Document.
────────────────

There is a really cool set of scales calibrated this way at the Rose planetarium in the New York City Museum of Natural History that allows you to see what you would weigh on other worlds.

Your Weight on Jupiter Image

The thing that boggled my mind was realizing that reality was not absolute and was actually different from different vantage points. That is, reality was actually nothing more than a collective common experience: a perceptual construct, if you will. Truth be told, gravity affects everything including how we experience time. So, time, weight, age, are all just constructions of the human experience here on earth.

Realities can change over time. Reality was once that the Earth was the center of the universe and that the Milky Way was the only galaxy in space. Now, reality says there are possibly trillions of galaxies, each with hundreds of billions of stars. There was a time when Americans thought Martians could invade us. The collective assumption in 1900 was that the global population could not grow bigger than the 1.5 billion people on earth at the time. There was also a Cold War with heightened tension for decades.

If we can construct a collective reality in scientific fields, could we not construct a reality for our financial markets? If so, wouldn't it be merely a reflection of how we see our world? The bad news is that we humans often get bogged down with worry and anxiety. Look at the news headlines, both mainstream and financial. Fear sells, driving our instinctual behavior. Longer-term the good news is that most of us are optimistic in nature. This dichotomy of the human condition can be easily observed in a few charts.

Looking first at a chart of the S&P 500 from July through October of 2011, it looks like a horror story with a sizeable 15.8% drop. Fear was high, negativity was rampant, and it was reflected in that summer’s price action. That was reality for a brief time but when we explode that section out from a chart of the S&P 500 over the past 90+ years, chances are you wouldn’t even think to zoom in on the 2011 non-event.

Standard and Poor's 500 Stock Market Index Charts

Graphs are for illustrative and discussion purposes only. Please read important disclosures at the end of this commentary.

The broader reality is that there is an underlying bid in the market, or at least there has been for 75+ years.

Separating Long Trends from Short-Term Sector Noise

When sectors move short term, how do we know when there is a real shift, or if it’s just noise? How do we know a quick reversal is either a bump in the road or the beginning of a longer-term trend?

Standard and Poor's 500 Daily, Weekly, Quarterly, and Semiannual Sector Indices Changes Tables

The first four days of last week brought a 1%+ move in four different sectors on four different days. The broad market indices finished a strong 1-week performance across the board as they all added to what has been some terrific year-to-date showings thus far. Materials, Financials, Consumer Discretionary, Info-Tech, Health Care, and Industrials all posted 1%+ performances for the week. Energy saw some pressure while Telecom was the only noticeable sore-spot (again, a tiny sector with a low number of constituents).

────────────────

Given entries.
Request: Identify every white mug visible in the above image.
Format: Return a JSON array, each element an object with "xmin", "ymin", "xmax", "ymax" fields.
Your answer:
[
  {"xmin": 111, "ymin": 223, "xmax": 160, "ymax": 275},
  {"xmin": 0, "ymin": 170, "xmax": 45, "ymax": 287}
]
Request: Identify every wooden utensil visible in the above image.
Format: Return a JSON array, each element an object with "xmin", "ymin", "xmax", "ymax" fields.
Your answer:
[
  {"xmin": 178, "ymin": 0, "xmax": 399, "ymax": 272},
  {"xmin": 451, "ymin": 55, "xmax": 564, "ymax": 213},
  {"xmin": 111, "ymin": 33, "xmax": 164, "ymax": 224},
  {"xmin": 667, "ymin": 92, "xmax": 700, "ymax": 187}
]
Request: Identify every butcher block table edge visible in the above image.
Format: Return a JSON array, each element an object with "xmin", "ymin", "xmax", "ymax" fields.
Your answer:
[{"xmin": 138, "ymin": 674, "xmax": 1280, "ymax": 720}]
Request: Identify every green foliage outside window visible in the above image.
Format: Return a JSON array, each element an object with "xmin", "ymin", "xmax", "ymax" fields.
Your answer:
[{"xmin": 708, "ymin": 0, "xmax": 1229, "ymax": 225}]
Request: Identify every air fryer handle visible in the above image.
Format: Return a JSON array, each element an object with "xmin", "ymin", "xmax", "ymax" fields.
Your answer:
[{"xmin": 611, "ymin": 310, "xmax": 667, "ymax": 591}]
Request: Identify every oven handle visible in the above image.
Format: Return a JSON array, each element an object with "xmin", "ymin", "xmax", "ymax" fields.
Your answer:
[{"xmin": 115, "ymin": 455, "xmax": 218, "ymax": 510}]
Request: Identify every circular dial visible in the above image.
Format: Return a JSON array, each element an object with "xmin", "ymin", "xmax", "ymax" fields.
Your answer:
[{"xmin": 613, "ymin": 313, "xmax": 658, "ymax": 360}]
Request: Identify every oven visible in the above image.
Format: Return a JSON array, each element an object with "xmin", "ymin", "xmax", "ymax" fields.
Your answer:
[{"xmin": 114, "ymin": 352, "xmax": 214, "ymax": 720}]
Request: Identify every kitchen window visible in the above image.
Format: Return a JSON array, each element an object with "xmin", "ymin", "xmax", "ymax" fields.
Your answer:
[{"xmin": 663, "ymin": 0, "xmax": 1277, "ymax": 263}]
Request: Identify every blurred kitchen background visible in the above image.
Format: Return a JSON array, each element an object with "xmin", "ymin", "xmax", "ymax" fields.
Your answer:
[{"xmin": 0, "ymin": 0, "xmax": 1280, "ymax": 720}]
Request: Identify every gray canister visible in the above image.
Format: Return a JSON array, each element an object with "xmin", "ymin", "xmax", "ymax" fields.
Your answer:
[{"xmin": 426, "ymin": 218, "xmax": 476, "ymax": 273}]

────────────────

Short exercise A.
In the market commentary, duplicate everything from "When sectors move" down to "number of constituents).".
Short exercise B.
In the market commentary, what was the collective assumption in 1900 about the global population?
Short exercise C.
Continue the market commentary from where it stops.

Right answer A.
When sectors move short term, how do we know when there is a real shift, or if it’s just noise? How do we know a quick reversal is either a bump in the road or the beginning of a longer-term trend?

Standard and Poor's 500 Daily, Weekly, Quarterly, and Semiannual Sector Indices Changes Tables

The first four days of last week brought a 1%+ move in four different sectors on four different days. The broad market indices finished a strong 1-week performance across the board as they all added to what has been some terrific year-to-date showings thus far. Materials, Financials, Consumer Discretionary, Info-Tech, Health Care, and Industrials all posted 1%+ performances for the week. Energy saw some pressure while Telecom was the only noticeable sore-spot (again, a tiny sector with a low number of constituents).

Right answer B.
It could not grow bigger than the 1.5 billion people on earth at the time.

Right answer C.
One good area to watch is what institutions do. They are armed with money, the best research, and a staff of sharp professionals who can usually outmaneuver pretty much any individual investor. When they step into something, especially in-concert, that's a great point to take notice. One metric I look at points to continued institutional accumulation in Information Technology, Industrials, Materials, Health Care, Financials, and Consumer Discretionary stocks. The single biggest instance of unusual inflows is into Software & Services, so these are where I focus my search to find the best stocks in terms of growing earnings and sales with strong profit margins. This is where the wind is at our proverbial backs at this point in time.

Short-term rotations should generally be viewed more as a momentary blip. It’s when the story changes for an entire sector that one should take notice. When the tech bubble of the 1990s came crashing down, it was because investors finally wised up that infinite P/E ratios were unsustainable. The market may be frothy here once again, but the P/E multiples are within reach and the growth is real and consistent.

For these reasons, my view of reality is that the market has the underlying fuel for continued growth. I would be mindful of the market getting ahead of itself, overheating, then correcting. This may indeed be around the corner as the pace of buying has been accelerating, and there are only so many sellers around.

Here’s the deal: Reality is just a word assigned to the observational construct of our minds. Some will think the market is overheated and headed for disaster, some will think it’s chugging higher with potential for a correction. Either way, the best way to approach reality is understanding it can change any moment.

Nikos Kazantzakis wisely said, “Since we cannot change reality, let us change the eyes which see reality.”

Nikos Kazantzakis Quote Image

 

A Look Ahead:

*All content in this "A Look Ahead" section of Market Mail represents the opinion of Louis Navellier of Navellier & Associates, Inc.*

Confessions of a Top Fund Manager

by Louis Navellier

We know what we are doing in the ETF world, since we happen to have four 5-star ETF portfolios according to Morningstar Advisor. Also, our Cavalier Fundamental Growth Fund (CAFGX) was up 14.45% last quarter and +27.92% for the year-to-date, according to Morningstar data, earning it a place in the “10 top performing mutual funds and ETFs for the 3rd quarter of 2017” (Investment News, October 2, 2017).

The primary reason that our stock portfolios are outperforming our highly-rated ETF portfolios is simply because we purposely “front run” the 90-day smart Beta and equal-weight ETF rebalancing that occurs at the end of each quarter. Since we know how ETFs are rebalanced every 90 days, we can profit from the “Robo Advisor Revolution” and the big brokerage firms which push their own ETF model portfolios.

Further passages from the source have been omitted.